Retype every item below word for word, but leave the pictures out.

**DATASET EXTRACT**
********************

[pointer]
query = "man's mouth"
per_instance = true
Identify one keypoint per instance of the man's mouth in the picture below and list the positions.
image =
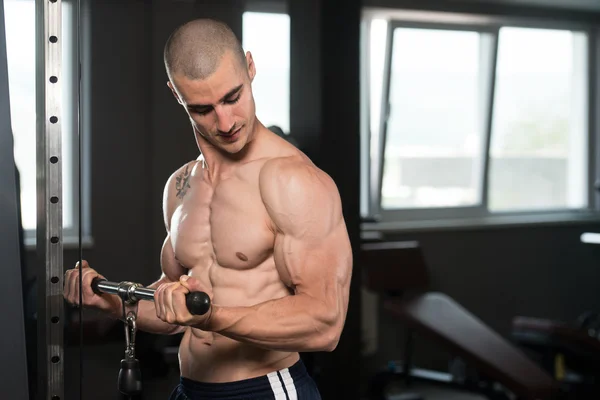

********************

**EXPECTED OUTPUT**
[pointer]
query = "man's mouth"
per_instance = true
Identify one keypoint per instance of the man's mouth in the picture below and list the positions.
image =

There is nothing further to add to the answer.